Material provided.
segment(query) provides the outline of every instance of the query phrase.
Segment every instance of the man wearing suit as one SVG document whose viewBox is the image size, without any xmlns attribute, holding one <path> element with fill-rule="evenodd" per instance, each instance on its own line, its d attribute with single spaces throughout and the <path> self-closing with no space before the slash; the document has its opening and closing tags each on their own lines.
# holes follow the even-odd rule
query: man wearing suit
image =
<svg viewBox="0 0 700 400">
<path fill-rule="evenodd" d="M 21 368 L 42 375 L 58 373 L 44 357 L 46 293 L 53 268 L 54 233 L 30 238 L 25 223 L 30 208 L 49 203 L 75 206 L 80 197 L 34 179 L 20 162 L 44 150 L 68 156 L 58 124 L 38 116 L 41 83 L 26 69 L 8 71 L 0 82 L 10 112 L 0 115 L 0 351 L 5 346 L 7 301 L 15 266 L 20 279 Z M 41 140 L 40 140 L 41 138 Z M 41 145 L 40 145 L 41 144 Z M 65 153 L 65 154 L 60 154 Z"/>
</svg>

Directions. Could you copy each line from the listing that has the word "suit" in it?

Answer section.
Segment every instance of the man wearing suit as one SVG document whose viewBox is the image size, without any xmlns attribute, holding one <path> element with fill-rule="evenodd" per instance, each instance on its own line, its d attribute with single spaces throughout and the <path> self-closing with no space before the slash; the document has its opening and closing tags each on their own lines.
query: man wearing suit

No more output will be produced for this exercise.